Dataset records:
####################

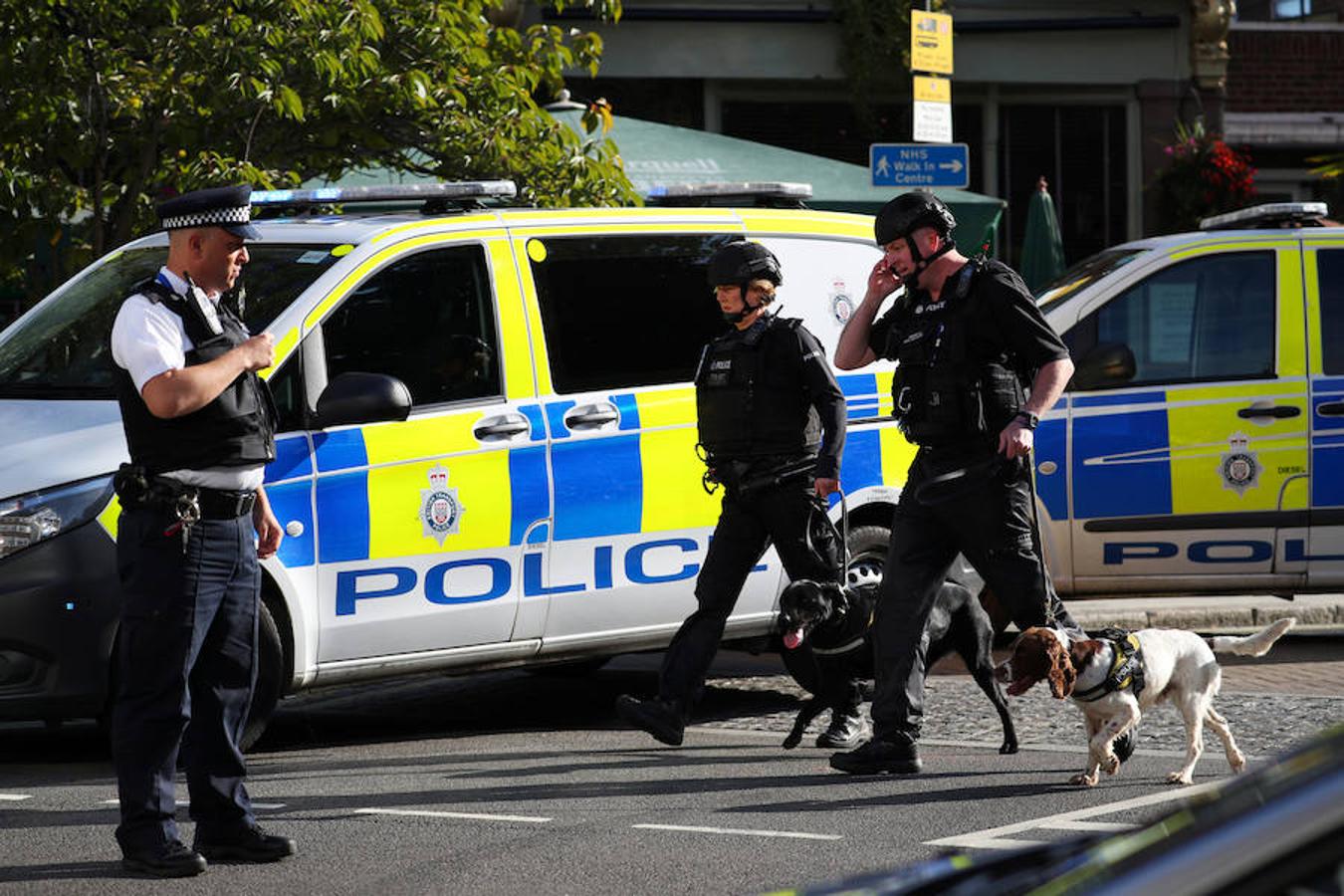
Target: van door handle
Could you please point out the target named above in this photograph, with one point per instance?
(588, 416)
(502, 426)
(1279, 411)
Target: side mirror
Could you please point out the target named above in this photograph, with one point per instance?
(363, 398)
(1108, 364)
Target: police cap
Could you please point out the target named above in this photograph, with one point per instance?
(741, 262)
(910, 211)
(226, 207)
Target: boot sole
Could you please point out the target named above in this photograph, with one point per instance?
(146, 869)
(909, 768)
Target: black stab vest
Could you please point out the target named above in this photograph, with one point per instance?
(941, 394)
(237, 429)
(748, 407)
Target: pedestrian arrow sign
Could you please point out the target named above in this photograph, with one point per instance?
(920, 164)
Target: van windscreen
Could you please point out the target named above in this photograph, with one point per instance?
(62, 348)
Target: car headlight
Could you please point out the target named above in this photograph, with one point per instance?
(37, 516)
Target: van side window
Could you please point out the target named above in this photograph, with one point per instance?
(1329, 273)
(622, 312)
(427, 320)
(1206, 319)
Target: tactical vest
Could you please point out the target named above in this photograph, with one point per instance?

####################

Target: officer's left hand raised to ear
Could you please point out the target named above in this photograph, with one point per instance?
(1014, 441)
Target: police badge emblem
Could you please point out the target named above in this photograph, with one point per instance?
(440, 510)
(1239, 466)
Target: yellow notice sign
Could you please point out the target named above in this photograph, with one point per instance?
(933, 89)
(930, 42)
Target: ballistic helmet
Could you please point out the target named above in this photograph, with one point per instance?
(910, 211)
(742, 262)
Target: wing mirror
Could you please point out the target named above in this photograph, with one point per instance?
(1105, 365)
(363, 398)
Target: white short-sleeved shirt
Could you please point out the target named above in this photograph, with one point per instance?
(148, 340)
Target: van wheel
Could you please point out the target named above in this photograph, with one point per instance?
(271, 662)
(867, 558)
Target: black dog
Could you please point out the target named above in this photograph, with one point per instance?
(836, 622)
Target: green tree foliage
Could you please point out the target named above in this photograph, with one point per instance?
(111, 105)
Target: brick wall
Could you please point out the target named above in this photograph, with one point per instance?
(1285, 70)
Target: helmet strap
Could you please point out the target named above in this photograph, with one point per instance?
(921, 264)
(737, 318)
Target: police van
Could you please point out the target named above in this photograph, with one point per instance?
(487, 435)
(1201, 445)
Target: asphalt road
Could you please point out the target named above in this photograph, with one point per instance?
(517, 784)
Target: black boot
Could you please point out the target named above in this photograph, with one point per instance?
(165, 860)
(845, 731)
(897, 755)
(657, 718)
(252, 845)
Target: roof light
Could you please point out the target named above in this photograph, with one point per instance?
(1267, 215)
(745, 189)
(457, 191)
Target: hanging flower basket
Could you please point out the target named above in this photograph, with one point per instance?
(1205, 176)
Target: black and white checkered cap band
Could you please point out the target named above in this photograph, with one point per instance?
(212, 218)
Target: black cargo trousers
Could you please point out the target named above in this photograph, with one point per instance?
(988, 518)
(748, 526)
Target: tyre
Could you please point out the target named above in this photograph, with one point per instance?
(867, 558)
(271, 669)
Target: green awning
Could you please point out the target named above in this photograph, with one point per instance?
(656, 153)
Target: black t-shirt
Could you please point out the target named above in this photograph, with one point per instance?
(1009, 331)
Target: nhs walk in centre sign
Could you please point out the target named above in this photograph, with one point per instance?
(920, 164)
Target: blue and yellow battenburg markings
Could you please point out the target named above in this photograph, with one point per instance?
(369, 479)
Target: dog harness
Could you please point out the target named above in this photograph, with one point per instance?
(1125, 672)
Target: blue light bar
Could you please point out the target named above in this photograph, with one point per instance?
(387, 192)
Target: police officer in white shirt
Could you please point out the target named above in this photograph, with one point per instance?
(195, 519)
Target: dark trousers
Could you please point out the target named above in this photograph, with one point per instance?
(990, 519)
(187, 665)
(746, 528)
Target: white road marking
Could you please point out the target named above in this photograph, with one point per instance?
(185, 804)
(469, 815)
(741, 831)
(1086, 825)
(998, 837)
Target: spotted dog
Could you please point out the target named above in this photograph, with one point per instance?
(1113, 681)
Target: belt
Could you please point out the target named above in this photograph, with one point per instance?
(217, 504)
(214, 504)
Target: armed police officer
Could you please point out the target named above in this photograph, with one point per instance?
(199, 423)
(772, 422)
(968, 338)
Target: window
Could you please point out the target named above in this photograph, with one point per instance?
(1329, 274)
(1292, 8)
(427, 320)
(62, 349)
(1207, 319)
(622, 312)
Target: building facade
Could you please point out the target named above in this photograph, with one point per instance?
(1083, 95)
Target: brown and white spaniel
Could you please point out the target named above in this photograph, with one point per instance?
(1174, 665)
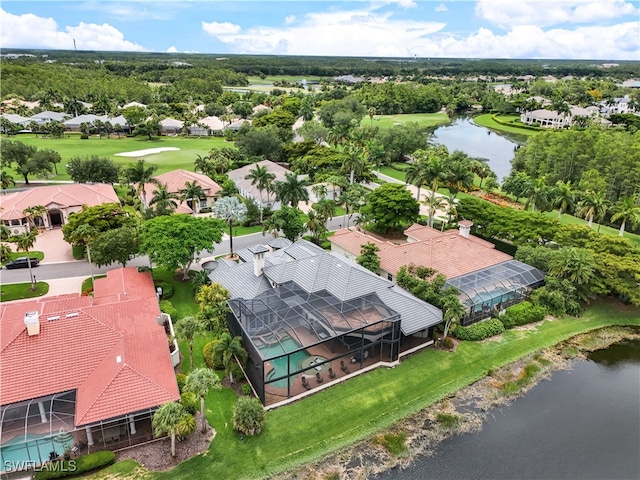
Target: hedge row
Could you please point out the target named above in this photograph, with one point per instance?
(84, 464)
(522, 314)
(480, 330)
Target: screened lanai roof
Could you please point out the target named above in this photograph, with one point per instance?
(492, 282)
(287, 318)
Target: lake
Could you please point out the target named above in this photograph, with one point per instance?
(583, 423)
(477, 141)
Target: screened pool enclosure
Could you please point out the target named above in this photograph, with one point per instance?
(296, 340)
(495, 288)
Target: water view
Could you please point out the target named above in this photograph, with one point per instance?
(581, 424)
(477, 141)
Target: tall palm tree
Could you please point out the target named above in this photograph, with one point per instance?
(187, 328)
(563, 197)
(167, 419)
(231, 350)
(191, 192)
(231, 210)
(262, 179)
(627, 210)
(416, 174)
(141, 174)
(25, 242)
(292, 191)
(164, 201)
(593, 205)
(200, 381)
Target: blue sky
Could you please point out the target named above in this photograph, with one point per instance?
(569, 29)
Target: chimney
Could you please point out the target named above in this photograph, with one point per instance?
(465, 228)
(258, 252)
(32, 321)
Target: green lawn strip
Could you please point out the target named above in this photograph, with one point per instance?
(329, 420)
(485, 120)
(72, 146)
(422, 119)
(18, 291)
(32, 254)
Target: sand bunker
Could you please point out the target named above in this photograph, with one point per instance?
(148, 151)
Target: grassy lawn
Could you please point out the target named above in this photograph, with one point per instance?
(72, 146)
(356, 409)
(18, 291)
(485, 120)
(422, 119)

####################

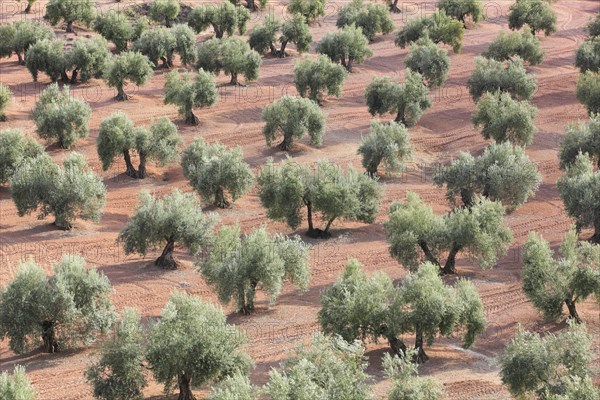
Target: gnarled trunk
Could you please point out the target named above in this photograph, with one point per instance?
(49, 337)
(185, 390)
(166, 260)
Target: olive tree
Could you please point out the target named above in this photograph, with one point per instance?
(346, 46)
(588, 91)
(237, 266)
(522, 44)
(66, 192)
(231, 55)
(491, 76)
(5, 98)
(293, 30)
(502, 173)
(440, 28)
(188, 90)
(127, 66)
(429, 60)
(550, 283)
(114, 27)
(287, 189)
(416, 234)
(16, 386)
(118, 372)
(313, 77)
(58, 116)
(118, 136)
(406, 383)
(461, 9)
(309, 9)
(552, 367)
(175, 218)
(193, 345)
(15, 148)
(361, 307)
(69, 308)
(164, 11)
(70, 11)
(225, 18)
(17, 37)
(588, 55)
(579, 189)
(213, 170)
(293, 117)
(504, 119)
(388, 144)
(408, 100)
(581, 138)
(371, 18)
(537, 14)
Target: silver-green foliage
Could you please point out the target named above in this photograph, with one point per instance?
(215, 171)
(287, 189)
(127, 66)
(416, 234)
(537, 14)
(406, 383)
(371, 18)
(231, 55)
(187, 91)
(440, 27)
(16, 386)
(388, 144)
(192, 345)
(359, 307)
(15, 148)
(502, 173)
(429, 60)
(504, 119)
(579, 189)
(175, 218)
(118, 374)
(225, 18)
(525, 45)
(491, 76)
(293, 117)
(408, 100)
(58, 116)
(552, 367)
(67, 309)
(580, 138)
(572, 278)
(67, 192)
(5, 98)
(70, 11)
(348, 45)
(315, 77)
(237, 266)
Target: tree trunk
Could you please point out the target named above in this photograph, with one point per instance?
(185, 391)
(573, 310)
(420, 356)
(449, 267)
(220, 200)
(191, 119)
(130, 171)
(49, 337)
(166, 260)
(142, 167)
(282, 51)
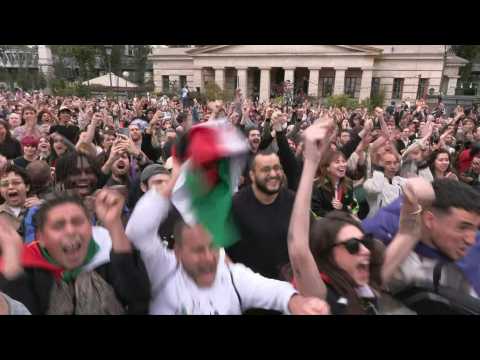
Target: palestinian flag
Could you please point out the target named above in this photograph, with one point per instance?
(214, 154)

####################

| Description of the task |
Swap "point out" for "mark" in the listing, beginning at the line that has "Target: van door handle" and stopping after the line that has "(1108, 364)". Return only those lines, with nothing else changed.

| Answer to this task |
Target: van door handle
Could you please mark the target named above in this photograph, with one point per instance?
(588, 416)
(502, 426)
(1279, 411)
Target: side mirror
Could you please mark the target named above in this photograph, with one point per instance?
(363, 398)
(1108, 364)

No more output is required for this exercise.